[Start of ENTRIES PROVIDED]

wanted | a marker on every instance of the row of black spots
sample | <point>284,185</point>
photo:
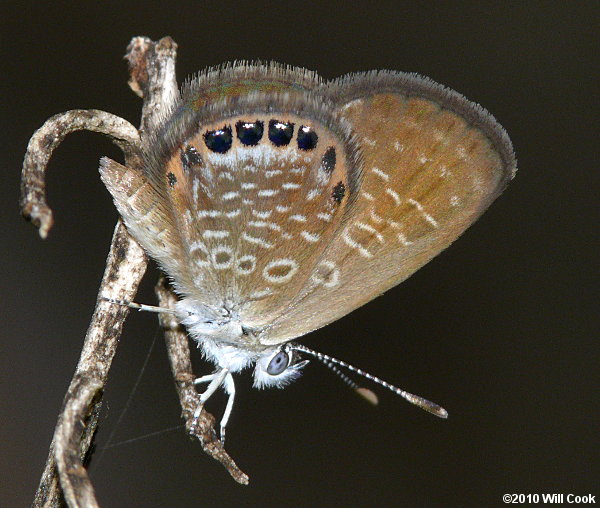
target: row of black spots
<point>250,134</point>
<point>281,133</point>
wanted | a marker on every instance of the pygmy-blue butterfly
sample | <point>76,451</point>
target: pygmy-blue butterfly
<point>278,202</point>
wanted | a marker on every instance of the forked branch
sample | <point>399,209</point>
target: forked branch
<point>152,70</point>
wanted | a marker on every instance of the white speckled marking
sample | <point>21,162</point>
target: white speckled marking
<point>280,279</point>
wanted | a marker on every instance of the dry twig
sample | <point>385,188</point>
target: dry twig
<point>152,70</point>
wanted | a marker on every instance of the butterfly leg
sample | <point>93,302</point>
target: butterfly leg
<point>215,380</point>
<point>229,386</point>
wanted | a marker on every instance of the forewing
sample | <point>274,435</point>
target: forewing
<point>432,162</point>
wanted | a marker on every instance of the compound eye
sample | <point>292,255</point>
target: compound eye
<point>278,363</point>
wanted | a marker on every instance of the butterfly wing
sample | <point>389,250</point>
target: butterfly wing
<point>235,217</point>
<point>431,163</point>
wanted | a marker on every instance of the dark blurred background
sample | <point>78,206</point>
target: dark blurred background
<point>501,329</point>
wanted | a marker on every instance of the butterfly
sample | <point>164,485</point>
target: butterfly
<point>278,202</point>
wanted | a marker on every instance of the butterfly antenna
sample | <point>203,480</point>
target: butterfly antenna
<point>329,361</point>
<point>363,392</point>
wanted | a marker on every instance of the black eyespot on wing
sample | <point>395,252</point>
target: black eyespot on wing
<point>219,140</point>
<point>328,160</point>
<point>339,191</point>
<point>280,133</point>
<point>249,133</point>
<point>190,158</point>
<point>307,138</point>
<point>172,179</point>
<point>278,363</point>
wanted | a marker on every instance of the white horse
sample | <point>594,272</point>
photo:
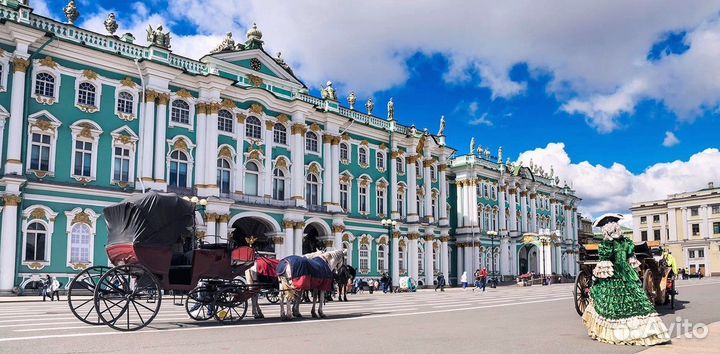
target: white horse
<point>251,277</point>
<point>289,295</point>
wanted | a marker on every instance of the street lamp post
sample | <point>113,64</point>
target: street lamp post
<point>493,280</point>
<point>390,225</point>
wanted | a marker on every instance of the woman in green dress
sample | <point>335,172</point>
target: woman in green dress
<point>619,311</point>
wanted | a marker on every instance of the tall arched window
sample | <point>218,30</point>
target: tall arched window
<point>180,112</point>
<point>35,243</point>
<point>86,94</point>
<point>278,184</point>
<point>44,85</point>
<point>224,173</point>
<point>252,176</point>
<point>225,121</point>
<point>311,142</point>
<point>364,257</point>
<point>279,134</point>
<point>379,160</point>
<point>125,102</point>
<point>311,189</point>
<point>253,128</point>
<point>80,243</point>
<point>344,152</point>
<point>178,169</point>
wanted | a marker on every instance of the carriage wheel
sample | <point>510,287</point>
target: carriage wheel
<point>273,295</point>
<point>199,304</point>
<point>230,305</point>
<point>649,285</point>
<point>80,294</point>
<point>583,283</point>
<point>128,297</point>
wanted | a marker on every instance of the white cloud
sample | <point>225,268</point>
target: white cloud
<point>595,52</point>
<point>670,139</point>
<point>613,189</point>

[End of ENTRIES PROVIDED]

WHAT IS ASKED
Format every line of the entries above as a JSON list of strings, one string per line, with blank lines and the pictures omitted.

TASK ANSWER
[
  "wanted | a marker on every instance of the row of black spots",
  "sample | <point>284,185</point>",
  "photo:",
  "target: row of black spots",
  "<point>250,134</point>",
  "<point>281,133</point>",
  "wanted | a marker on every instance of the pygmy-blue butterfly",
  "sample | <point>76,451</point>",
  "target: pygmy-blue butterfly",
  "<point>278,202</point>",
  "wanted | a marker on every instance of the forked branch",
  "sample | <point>399,209</point>",
  "target: forked branch",
  "<point>152,70</point>",
  "wanted | a marker on every instance of the white speckled marking",
  "sample | <point>21,162</point>",
  "target: white speckled marking",
  "<point>280,279</point>",
  "wanted | a marker on every instance of the dry twig",
  "sample | <point>385,188</point>",
  "target: dry twig",
  "<point>152,70</point>",
  "wanted | a marker on every instance of the butterfly leg",
  "sample | <point>93,302</point>",
  "target: butterfly leg",
  "<point>215,380</point>",
  "<point>229,386</point>",
  "wanted | a marker on every instance of the forewing",
  "sample | <point>274,435</point>",
  "target: forewing",
  "<point>432,162</point>",
  "wanted | a marker on every instance of the compound eye",
  "sample | <point>292,255</point>",
  "target: compound eye",
  "<point>278,363</point>",
  "wanted | a marker on every instance of the butterfly wing",
  "sample | <point>389,250</point>",
  "target: butterfly wing",
  "<point>235,217</point>",
  "<point>431,163</point>",
  "wanted | a marker on every instance of the dark blurred background",
  "sample | <point>78,206</point>",
  "target: dark blurred background",
  "<point>501,329</point>",
  "wanted | a marker on every instance of the butterfly",
  "sample | <point>164,485</point>",
  "target: butterfly",
  "<point>278,202</point>",
  "wanted | a marker on every instance of the butterfly antenna",
  "sample | <point>203,480</point>",
  "target: butterfly antenna",
  "<point>329,361</point>",
  "<point>363,392</point>",
  "wanted | a marker on every instance of the black eyespot on wing",
  "sample | <point>395,252</point>",
  "target: black eyespot on wing",
  "<point>219,140</point>",
  "<point>328,160</point>",
  "<point>339,191</point>",
  "<point>280,133</point>",
  "<point>249,133</point>",
  "<point>190,158</point>",
  "<point>307,138</point>",
  "<point>172,179</point>",
  "<point>278,363</point>",
  "wanted | a marker on every instance of the white horse",
  "sample | <point>594,272</point>",
  "photo:",
  "target: white horse",
  "<point>251,277</point>",
  "<point>289,295</point>",
  "wanted | a marker on every instance of the street lamp post",
  "sample | <point>113,64</point>",
  "target: street lamp post",
  "<point>493,280</point>",
  "<point>390,225</point>",
  "wanted | a marker on every instance of the woman in green dress",
  "sample | <point>335,172</point>",
  "target: woman in green dress",
  "<point>619,311</point>",
  "wanted | a marker on every instance of the tall arched window",
  "sample | <point>218,30</point>",
  "target: tall arched window",
  "<point>180,112</point>",
  "<point>35,243</point>",
  "<point>86,94</point>",
  "<point>278,184</point>",
  "<point>44,85</point>",
  "<point>224,173</point>",
  "<point>252,176</point>",
  "<point>225,121</point>",
  "<point>311,142</point>",
  "<point>364,257</point>",
  "<point>279,134</point>",
  "<point>379,160</point>",
  "<point>125,102</point>",
  "<point>311,189</point>",
  "<point>253,128</point>",
  "<point>80,243</point>",
  "<point>344,152</point>",
  "<point>178,169</point>",
  "wanted | a marker on every instance of the carriage wheel",
  "sample | <point>510,287</point>",
  "target: carriage wheel",
  "<point>273,295</point>",
  "<point>199,304</point>",
  "<point>230,305</point>",
  "<point>649,285</point>",
  "<point>80,294</point>",
  "<point>583,283</point>",
  "<point>128,297</point>",
  "wanted | a marker on every instance of the white cloud",
  "sample | <point>225,268</point>",
  "target: white cloud",
  "<point>595,52</point>",
  "<point>670,139</point>",
  "<point>613,189</point>"
]